Point annotations on photos:
____________

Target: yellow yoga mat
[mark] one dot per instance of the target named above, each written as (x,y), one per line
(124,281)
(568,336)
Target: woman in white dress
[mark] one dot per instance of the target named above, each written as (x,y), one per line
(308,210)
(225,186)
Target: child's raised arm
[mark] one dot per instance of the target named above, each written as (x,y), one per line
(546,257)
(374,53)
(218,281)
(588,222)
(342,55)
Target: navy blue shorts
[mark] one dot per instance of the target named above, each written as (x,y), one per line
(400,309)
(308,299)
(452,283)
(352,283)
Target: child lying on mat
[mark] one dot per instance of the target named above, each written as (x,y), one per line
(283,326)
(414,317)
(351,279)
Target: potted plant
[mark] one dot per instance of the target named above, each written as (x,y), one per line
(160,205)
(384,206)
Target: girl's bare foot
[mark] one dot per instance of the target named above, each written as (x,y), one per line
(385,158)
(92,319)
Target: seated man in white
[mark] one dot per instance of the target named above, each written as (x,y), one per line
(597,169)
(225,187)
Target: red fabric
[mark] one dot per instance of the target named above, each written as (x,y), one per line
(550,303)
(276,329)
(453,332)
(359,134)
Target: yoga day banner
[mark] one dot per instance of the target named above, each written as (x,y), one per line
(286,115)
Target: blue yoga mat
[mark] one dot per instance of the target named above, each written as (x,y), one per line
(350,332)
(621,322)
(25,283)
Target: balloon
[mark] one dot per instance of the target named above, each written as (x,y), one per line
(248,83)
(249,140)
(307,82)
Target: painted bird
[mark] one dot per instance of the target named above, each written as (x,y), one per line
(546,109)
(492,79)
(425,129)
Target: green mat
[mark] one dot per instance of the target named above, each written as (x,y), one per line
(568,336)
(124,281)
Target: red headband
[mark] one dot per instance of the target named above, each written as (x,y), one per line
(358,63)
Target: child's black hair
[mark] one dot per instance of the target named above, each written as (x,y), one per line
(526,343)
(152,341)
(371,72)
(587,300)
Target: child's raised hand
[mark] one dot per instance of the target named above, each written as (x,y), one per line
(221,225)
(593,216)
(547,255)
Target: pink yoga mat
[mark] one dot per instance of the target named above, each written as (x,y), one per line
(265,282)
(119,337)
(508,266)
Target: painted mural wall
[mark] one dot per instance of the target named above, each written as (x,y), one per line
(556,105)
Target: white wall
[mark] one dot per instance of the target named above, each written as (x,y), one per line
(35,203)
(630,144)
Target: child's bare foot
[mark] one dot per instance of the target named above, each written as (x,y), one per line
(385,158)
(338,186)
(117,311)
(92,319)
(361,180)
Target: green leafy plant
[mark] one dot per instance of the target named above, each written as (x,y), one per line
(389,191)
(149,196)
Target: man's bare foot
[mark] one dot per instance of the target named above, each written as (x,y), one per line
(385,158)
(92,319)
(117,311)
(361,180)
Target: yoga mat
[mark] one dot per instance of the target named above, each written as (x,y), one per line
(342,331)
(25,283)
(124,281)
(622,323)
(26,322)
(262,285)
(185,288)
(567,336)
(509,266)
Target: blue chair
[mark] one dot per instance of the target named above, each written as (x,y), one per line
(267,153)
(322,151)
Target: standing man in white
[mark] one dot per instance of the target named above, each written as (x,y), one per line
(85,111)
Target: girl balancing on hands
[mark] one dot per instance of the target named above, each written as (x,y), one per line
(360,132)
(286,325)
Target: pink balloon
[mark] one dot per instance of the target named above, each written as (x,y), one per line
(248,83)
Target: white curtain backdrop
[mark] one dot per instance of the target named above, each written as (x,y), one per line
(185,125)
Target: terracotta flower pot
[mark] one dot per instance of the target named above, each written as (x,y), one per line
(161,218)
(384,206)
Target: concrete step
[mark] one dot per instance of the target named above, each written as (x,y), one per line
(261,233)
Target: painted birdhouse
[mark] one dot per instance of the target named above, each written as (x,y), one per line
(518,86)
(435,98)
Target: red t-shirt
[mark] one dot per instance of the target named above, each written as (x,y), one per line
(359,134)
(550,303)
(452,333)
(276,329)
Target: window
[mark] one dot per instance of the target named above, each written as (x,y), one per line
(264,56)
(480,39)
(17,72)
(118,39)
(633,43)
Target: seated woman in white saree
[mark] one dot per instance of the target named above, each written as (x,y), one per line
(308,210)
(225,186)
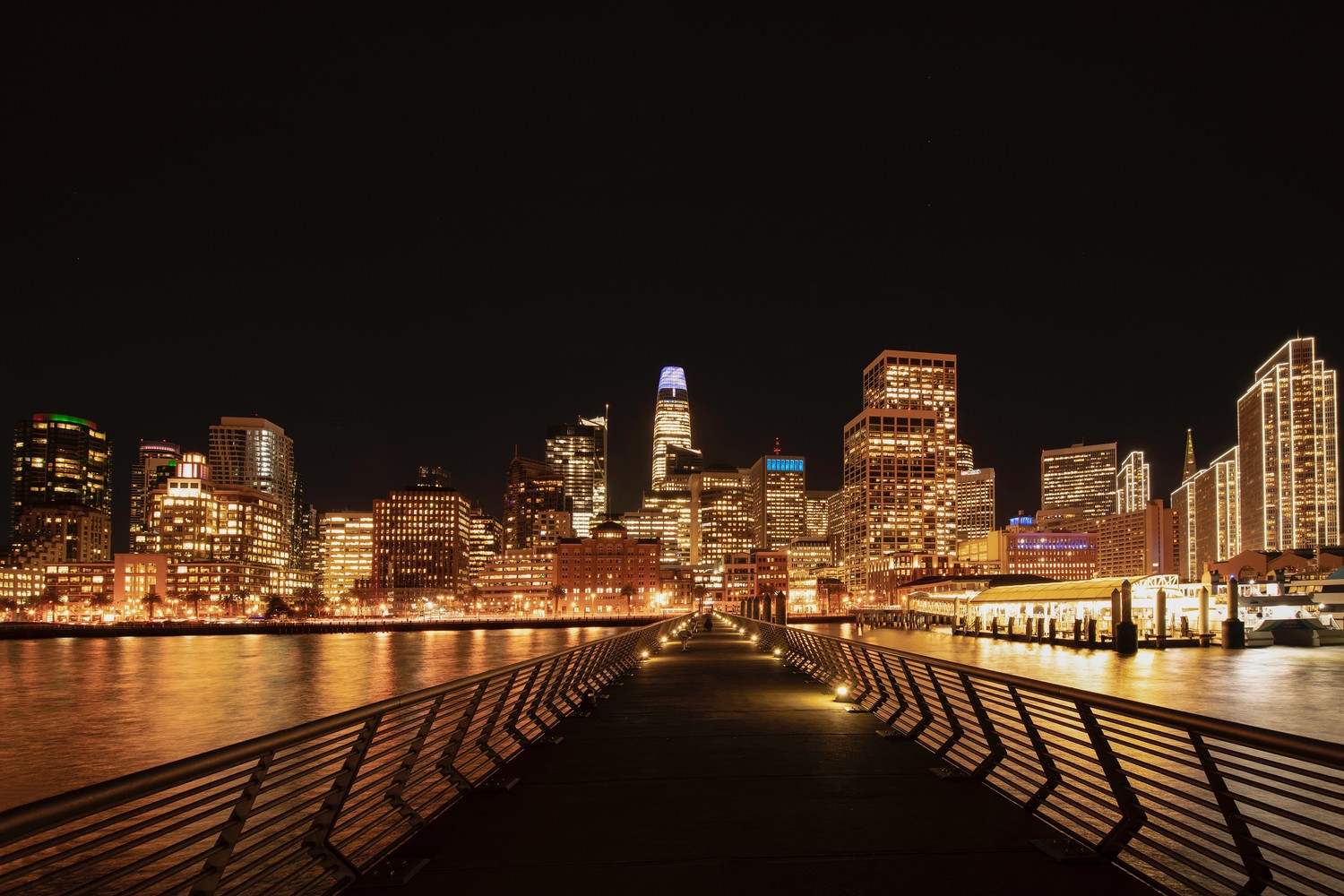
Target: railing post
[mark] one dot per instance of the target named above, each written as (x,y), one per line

____________

* JOB
Copy all of the items above word for word, leaving out the pictures.

* OUTPUT OF THE TASK
Target: yellow yoga mat
[mark] one dot per instance of the target named above, each written as (x,y), one per line
(124,281)
(568,336)
Target: woman in white dress
[mark] one dot per instance of the target named above, each written as (x,y), one per line
(308,210)
(225,186)
Target: child's raised arm
[mark] one dot per instance of the target named above, each written as (x,y), one per line
(546,257)
(374,53)
(218,281)
(588,222)
(342,55)
Target: navy blue shorts
[mark] one dot per instance of the target named above, each written as (x,y), one per line
(400,309)
(308,299)
(452,283)
(352,283)
Target: child lying on mat
[mark] one dot per instance of the target named above, each written as (x,y), one per line
(283,326)
(414,317)
(351,279)
Target: potted plant
[mark] one dot per instance of the target named above, each written as (x,y), one per line
(160,205)
(384,206)
Target: girl's bare foot
[mark] one dot per instance of the target named above, each written as (x,y), one per line
(385,158)
(92,319)
Target: seated man in white
[mark] one dot per instance of the target named above, each written as (x,y), one per line
(597,169)
(225,187)
Target: red fabric
[mark] one dot per instance of the target named above, each written as (x,y), one per line
(550,303)
(276,329)
(453,332)
(359,134)
Target: yoga day banner
[mark] one dot per instance of the target named above, each written as (x,y), one per line
(286,115)
Target: blue yoga mat
[mark] one dot per instance of the target named above, each written as (x,y), one per line
(350,332)
(621,322)
(25,283)
Target: balloon
[mark] one dot per instance of the target named above, each written as (x,y), one per line
(248,83)
(249,140)
(307,82)
Target: painted bird
[mark] one dot per instance of the target named above, each written as (x,y), one per line
(546,109)
(492,79)
(425,129)
Target: green mat
[mark] one dot per instance of the target named above, each written as (x,y), one per line
(568,336)
(124,281)
Target: red headband
[mark] one dot per instance of the target named above, each written as (x,y), one per line
(358,63)
Target: child's black hair
[mark] one dot per instance of the target named above, each written as (x,y), one per line
(526,343)
(152,341)
(371,72)
(587,300)
Target: child's raised hand
[mark] one dot per instance of the target named above, each written as (x,y), one per line
(221,225)
(593,216)
(547,255)
Target: pink yoga mat
[mark] one dot per instance of the target named above, each written as (x,y), one per line
(265,282)
(119,337)
(508,266)
Target: painted mural wall
[mark] one dot per instance of the target named above, each written as (x,y), one per line
(556,105)
Target: white wall
[mark] one dot per instance of the target named above, each written as (x,y), one per line
(35,203)
(630,144)
Target: child's bare foot
[mark] one dot per instance of the target named above, each written as (x,y), one per line
(385,158)
(338,186)
(117,311)
(92,319)
(361,180)
Target: green leafy plant
[mark] one dot per instance of the target named above, each written as (x,y), one per line
(389,191)
(149,196)
Target: man's bare foot
[mark] one dot per instance of the target named above, each written as (x,y), one per line
(385,158)
(92,319)
(117,311)
(361,180)
Target: yoga mat
[mark] one dot per instance of the target named above, each written as (x,y), one per line
(342,331)
(25,283)
(124,281)
(622,323)
(26,322)
(262,285)
(185,288)
(567,336)
(509,266)
Target: blue chair
[mark] one dot per instance of the target named above, each written as (x,y), one per line
(267,153)
(322,151)
Target: standing man in white
[mark] one dot per instance of the target named above, each written as (x,y), one per line
(85,111)
Target: girl balancing on hands
[mark] one dot per instance of the target named above, each written as (x,y), one per line
(360,132)
(286,325)
Target: pink balloon
[mark] one dot per instance of the target named above, each written as (x,y), one per line
(248,83)
Target: white curtain backdrop
[mark] one dot per instance of the target named above, each written as (x,y), one per line
(185,125)
Target: terracotta flower pot
[mark] one dot per instance of the target named above, each written as (x,y), one per line
(161,218)
(384,206)
Target: concrete step
[mark] one dot per instance of the target named above, each written as (x,y), one per line
(261,233)
Target: painted birdhouse
[mark] one dot per instance of the target named above, each written as (x,y), one per line
(518,86)
(435,98)
Target: red t-shirt
[mark] one dot per instance of the target named above, each written as (x,y), one per line
(359,134)
(550,303)
(452,333)
(276,329)
Target: window
[mark] one dot per instance of the target named above, each written as (x,y), one per line
(264,56)
(480,39)
(17,72)
(118,39)
(633,43)
Target: seated woman in white saree
[mark] one dot per instance of the target named above, each written as (x,y), one per line
(308,210)
(225,186)
Target: railing post
[mark] one dot per instance of the target named above, each written as (x,y), one per line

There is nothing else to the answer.